| TASK TO COMPLETE |
Continue the text on the political concept of "general interest" from the point at which it ends.

### TEXT

As you can see, my publishing rate is slumping even more than France’s economy. Which is saying something. Anyway, here’s some thought about a concept I’m getting tired of seeing thrown around.

The concept of “general interest” is probably one of the most overused ones when debating politics. If you’re a libertarian, you’ve probably been accused of “not caring about the general interest”. Statists will often say that “individual liberty shouldn’t trump the general interest”, that free markets are bad because “they’re about greed and profit, not the general interest” and that some economic sector should be a state monopoly because “it’s the general interest”.

What’s this “general interest”? Does it mean something? A common libertarian objection is that it actually doesn’t mean anything and only “individual interests” exist, and that these interests would be “harmonic” for the most part unless the great fiction by which everyone tries to live at the expense of everyone else that is the State intervenes . Another common answer is that if this general interest exists, it would be derived from all the individual interests, so it would be impossible for a single person or group to “compute” it and say “I know what the general interest is and how we can achieve it”, for the same reasons it’s impossible for a single person or group to plan the whole economy.

######
### DATA FOR ANALYSIS

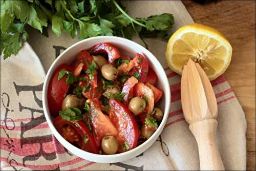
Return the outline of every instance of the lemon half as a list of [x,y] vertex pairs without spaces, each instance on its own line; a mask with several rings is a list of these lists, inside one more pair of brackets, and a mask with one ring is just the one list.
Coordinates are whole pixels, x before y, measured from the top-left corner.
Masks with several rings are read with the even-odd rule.
[[228,67],[232,47],[228,40],[211,27],[194,24],[178,29],[169,39],[165,57],[169,67],[181,75],[191,58],[198,62],[210,80],[222,74]]

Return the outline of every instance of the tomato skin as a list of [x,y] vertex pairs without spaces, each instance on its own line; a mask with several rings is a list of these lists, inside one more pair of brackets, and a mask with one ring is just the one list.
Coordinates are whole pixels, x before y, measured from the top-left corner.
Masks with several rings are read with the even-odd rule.
[[123,104],[115,99],[110,99],[109,104],[110,118],[118,131],[116,137],[119,145],[118,152],[123,152],[121,147],[124,142],[129,144],[129,150],[136,147],[139,130],[135,116]]
[[73,73],[74,76],[75,76],[76,77],[79,76],[80,73],[81,73],[81,71],[82,71],[84,65],[84,63],[80,63],[76,68],[75,68]]
[[154,97],[154,101],[155,103],[156,103],[162,97],[162,96],[163,95],[163,91],[158,89],[149,82],[147,82],[146,85],[148,86],[153,91]]
[[150,114],[154,109],[154,95],[151,89],[145,85],[142,82],[139,82],[134,88],[133,93],[135,96],[139,96],[143,98],[144,96],[147,97],[147,102],[148,105],[146,107],[148,114]]
[[[60,134],[61,133],[61,129],[65,125],[69,125],[79,135],[80,141],[79,141],[78,145],[80,146],[82,149],[90,153],[99,154],[99,148],[96,145],[95,139],[93,136],[91,134],[91,132],[86,124],[81,120],[78,121],[76,123],[76,126],[73,123],[62,119],[60,116],[58,116],[53,120],[53,124]],[[83,142],[84,135],[86,135],[88,138],[88,141],[86,144]]]
[[[93,60],[93,58],[90,54],[90,53],[86,50],[82,50],[80,51],[78,57],[77,57],[76,61],[77,63],[74,63],[74,68],[76,67],[76,65],[78,65],[80,63],[84,63],[82,67],[82,69],[83,71],[86,71],[88,69],[88,66],[91,65],[92,63],[92,61]],[[87,62],[84,62],[84,61]],[[77,63],[77,64],[76,64]]]
[[148,67],[148,72],[147,72],[147,76],[146,77],[146,81],[151,84],[154,85],[156,83],[157,81],[157,75],[151,67]]
[[72,72],[74,71],[71,66],[62,64],[57,68],[52,77],[48,86],[48,100],[50,112],[53,116],[58,116],[59,112],[61,110],[62,101],[70,87],[69,84],[66,84],[67,74],[58,80],[59,72],[62,69]]
[[122,93],[126,93],[123,97],[123,103],[125,105],[129,103],[130,97],[133,96],[133,87],[138,82],[138,80],[135,77],[132,76],[124,83]]
[[[139,58],[140,58],[140,60],[139,59]],[[147,72],[148,71],[148,65],[147,63],[146,58],[142,55],[136,53],[135,59],[134,59],[136,60],[137,60],[138,61],[136,62],[138,63],[139,66],[137,67],[136,65],[135,65],[135,67],[133,68],[132,71],[132,75],[133,75],[135,72],[138,72],[140,74],[140,77],[139,81],[143,82],[146,82]],[[133,59],[133,60],[134,61],[135,60],[134,59]]]
[[108,54],[109,62],[113,64],[114,61],[120,57],[119,51],[113,45],[109,43],[100,43],[94,45],[89,49],[94,54],[103,53]]
[[101,139],[107,135],[117,136],[118,134],[116,128],[108,116],[100,110],[100,106],[97,98],[91,99],[90,113],[92,117],[92,125],[95,133],[96,143],[100,146]]

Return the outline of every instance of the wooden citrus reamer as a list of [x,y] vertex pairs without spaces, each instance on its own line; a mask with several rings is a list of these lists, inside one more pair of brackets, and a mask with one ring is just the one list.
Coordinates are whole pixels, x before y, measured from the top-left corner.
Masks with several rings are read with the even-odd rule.
[[216,98],[206,74],[191,59],[184,67],[181,87],[182,109],[197,142],[201,169],[224,170],[216,145]]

######

| EXERCISE RESPONSE |
Does the general interest have a precise definition? It doesn’t seem to have one. Ask different people and you’ll get different answers. “The interest of the nation”. “The interest of Humanity”. “The interest of the Planet”. “The interest of the proletariat”. So on and so forth. We might go with an utilitarian definition “The greatest happiness of the greatest number” but it begs a lot of questions. How do you discover it? The consensus seems to be majority vote, but the problem is still the same. Who can vote? Is it still general when so many people don’t or can’t vote? If the result of the vote is something like 50.1% vs 49.9%(Switzerland had 50.4% vs 49.6% not so long ago so I’m not stretching it that far), is it that general? Does majority vote actually does help discovering the general interest? I don’t even need to go into Godwin territory here, after all, Georges Bush, François Hollande and Silvio Berlusconi and all their ilk all got elected. Can we have a super computer compute the general interest like some Venus project whatever guys apparently think?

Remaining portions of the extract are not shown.